> [WORK INSTRUCTION]
Write the whole listing out again, word for word.

> [DATA EXTRACTS]
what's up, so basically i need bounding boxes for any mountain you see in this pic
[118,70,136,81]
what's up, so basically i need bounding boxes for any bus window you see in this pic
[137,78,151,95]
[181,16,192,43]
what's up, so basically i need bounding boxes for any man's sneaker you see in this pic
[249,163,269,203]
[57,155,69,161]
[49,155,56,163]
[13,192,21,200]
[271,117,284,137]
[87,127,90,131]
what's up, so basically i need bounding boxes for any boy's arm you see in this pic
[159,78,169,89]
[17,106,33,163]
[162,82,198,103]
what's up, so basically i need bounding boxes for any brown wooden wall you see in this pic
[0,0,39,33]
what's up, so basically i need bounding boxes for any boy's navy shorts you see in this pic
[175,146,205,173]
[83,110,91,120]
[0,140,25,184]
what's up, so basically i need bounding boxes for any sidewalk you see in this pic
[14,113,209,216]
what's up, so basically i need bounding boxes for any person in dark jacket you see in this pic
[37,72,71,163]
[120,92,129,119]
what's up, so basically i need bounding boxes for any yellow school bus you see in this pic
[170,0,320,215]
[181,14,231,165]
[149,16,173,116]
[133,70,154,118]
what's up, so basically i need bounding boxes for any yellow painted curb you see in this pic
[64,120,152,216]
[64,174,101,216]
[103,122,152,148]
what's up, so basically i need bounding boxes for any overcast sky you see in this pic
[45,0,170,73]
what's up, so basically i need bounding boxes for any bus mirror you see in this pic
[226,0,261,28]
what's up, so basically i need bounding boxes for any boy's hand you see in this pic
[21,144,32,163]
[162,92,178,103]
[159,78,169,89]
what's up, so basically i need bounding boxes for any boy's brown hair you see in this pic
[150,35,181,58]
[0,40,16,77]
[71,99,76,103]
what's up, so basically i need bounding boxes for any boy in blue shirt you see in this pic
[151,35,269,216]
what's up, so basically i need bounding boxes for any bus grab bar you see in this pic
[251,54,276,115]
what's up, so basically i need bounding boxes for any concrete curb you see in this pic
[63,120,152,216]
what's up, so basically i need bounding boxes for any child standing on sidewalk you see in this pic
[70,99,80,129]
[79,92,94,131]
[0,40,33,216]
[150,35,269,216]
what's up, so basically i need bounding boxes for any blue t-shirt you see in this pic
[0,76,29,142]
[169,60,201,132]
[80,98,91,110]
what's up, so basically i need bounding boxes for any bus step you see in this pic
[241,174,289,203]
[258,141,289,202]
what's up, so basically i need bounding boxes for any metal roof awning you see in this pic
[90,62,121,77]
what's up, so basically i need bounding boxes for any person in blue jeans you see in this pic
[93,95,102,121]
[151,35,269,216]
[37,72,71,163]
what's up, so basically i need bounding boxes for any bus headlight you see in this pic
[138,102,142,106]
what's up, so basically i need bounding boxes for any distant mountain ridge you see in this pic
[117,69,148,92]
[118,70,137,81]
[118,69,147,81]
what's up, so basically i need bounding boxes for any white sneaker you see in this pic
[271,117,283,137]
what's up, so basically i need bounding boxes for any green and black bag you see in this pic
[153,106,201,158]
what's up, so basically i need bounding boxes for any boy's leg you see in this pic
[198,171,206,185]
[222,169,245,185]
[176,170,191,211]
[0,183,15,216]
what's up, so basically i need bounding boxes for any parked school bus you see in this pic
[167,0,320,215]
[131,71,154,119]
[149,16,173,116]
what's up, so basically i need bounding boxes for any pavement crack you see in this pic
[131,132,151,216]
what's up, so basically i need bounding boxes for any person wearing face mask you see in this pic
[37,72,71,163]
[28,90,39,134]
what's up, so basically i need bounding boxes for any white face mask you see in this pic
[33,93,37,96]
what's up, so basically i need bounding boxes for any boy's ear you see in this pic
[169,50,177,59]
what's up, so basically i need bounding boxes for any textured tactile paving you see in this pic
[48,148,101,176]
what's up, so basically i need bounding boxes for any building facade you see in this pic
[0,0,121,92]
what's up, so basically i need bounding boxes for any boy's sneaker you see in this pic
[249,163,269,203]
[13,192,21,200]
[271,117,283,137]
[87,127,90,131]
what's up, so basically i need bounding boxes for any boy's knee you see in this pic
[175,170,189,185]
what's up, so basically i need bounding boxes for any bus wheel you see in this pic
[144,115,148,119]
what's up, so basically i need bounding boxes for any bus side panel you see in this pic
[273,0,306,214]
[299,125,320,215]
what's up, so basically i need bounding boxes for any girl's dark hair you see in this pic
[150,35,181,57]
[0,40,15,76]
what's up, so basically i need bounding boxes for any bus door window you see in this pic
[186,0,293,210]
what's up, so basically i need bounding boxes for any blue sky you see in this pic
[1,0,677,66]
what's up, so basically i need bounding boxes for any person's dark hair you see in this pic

> [RESULT OF THE TASK]
what's up, so basically i need bounding boxes for any mountain you see in this pic
[118,70,136,81]
what's up, so basically i need bounding boxes for any bus window you see in this pic
[137,78,151,95]
[181,16,192,43]
what's up, so basically i need bounding boxes for any man's sneaker you see in this pic
[249,163,269,203]
[57,155,69,161]
[49,155,56,163]
[13,192,21,200]
[271,117,284,137]
[87,127,90,131]
what's up, so basically i need bounding boxes for any boy's arm you see in this pic
[159,78,169,89]
[17,106,33,163]
[162,82,198,103]
what's up, so basically i need bounding boxes for any brown wooden wall you see in this pic
[0,0,39,33]
what's up, so basically i need bounding boxes for any boy's navy shorts you see in this pic
[175,146,205,173]
[83,110,91,120]
[0,140,25,184]
what's up, so basically i need bounding boxes for any sidewalk you see in this pic
[14,113,209,216]
what's up, so basically i need bounding boxes for any person in dark jacket you see in this pic
[37,72,71,163]
[120,92,129,119]
what's up, so basically i need bounding boxes for any yellow school bus you see in this pic
[170,0,320,215]
[181,14,231,165]
[149,16,173,116]
[133,70,154,118]
what's up, so basically i need bounding boxes for any yellow painted curb you see in this pic
[64,120,152,216]
[64,174,101,216]
[103,122,152,148]
what's up, so basically i need bounding boxes for any overcast sky you see in this pic
[45,0,170,73]
what's up, so basically i need bounding boxes for any bus mirror you see in this pic
[226,0,261,28]
what's up, so basically i need bounding boxes for any boy's hand you see in this pic
[21,144,32,163]
[162,92,178,103]
[159,78,169,89]
what's up, so basically i need bounding boxes for any boy's brown hair you see in this pic
[150,35,181,58]
[0,40,16,77]
[71,99,76,103]
what's up, so basically i need bounding boxes for any boy in blue shirt you see in this pic
[151,35,269,216]
what's up, so basically i need bounding boxes for any bus grab bar you see in this pic
[251,54,276,115]
what's up, so basically i need bounding boxes for any concrete curb you see in this pic
[63,120,152,216]
what's up, so basically i need bounding boxes for any child standing on sidewalk you see in this pic
[70,99,80,129]
[79,92,94,131]
[0,40,33,216]
[150,35,269,216]
what's up, so basically i need bounding boxes for any blue t-shirt you see in this pic
[0,76,29,142]
[169,60,201,132]
[80,98,91,110]
what's up, so basically i need bounding boxes for any bus step you see in this pic
[241,174,289,203]
[258,141,289,202]
what's up, so basically i need bounding boxes for any metal roof awning you see in this pic
[90,62,121,77]
what's up, so basically i need bounding boxes for any person in blue jeans you see in this pic
[93,95,102,121]
[151,35,269,216]
[37,72,71,163]
what's up, so basically i need bounding boxes for any bus headlight you see in this pic
[138,102,142,106]
what's up, so basically i need bounding boxes for any distant mountain ridge you see in this pic
[117,69,148,92]
[118,70,137,81]
[118,69,147,81]
what's up, so basically i need bounding boxes for any white sneaker you see in this pic
[271,117,283,137]
what's up, so basically i need bounding boxes for any green and black bag you see in this pic
[153,106,201,158]
what's up, so basically i need bounding boxes for any boy's leg you see in this pic
[198,171,206,185]
[222,169,245,185]
[176,170,191,211]
[0,183,15,216]
what's up, so basically i need bounding boxes for any parked school bus you see in this pic
[167,0,320,215]
[131,71,154,119]
[149,16,173,116]
what's up, so basically i need bounding boxes for any pavement crack you see in this pic
[131,132,151,216]
what's up, so basically i need bounding boxes for any person wearing face mask you see in this pic
[37,72,71,163]
[28,90,39,134]
what's up, so basically i need bounding boxes for any white face mask you see in this pic
[33,93,37,96]
what's up, so basically i need bounding boxes for any boy's ear you see in this pic
[169,50,177,59]
what's up, so basically i need bounding boxes for any textured tactile paving you see in this pic
[48,148,101,176]
what's up, so basically i need bounding boxes for any building facade you see in this pic
[0,0,121,92]
what's up, so basically i need bounding boxes for any boy's sneaker you see in this pic
[249,163,269,203]
[13,192,21,200]
[271,117,283,137]
[87,127,90,131]
what's up, so basically i need bounding boxes for any boy's knee you see in this pic
[175,170,189,185]
what's up, so basically i need bounding boxes for any bus wheel you see in this pic
[144,115,148,119]
what's up, so basically i need bounding boxes for any bus side panel you see in this pic
[273,0,306,214]
[299,125,320,215]
what's up, so basically i need bounding boxes for any girl's dark hair you see in this pic
[150,35,181,57]
[0,40,15,76]
what's up, so basically i need bounding boxes for any bus door window you see in this pic
[186,0,293,210]
what's up, so basically i need bounding boxes for any blue sky you see in this pic
[1,0,677,66]
what's up, so basically i need bounding boxes for any person's dark hair you see in this pic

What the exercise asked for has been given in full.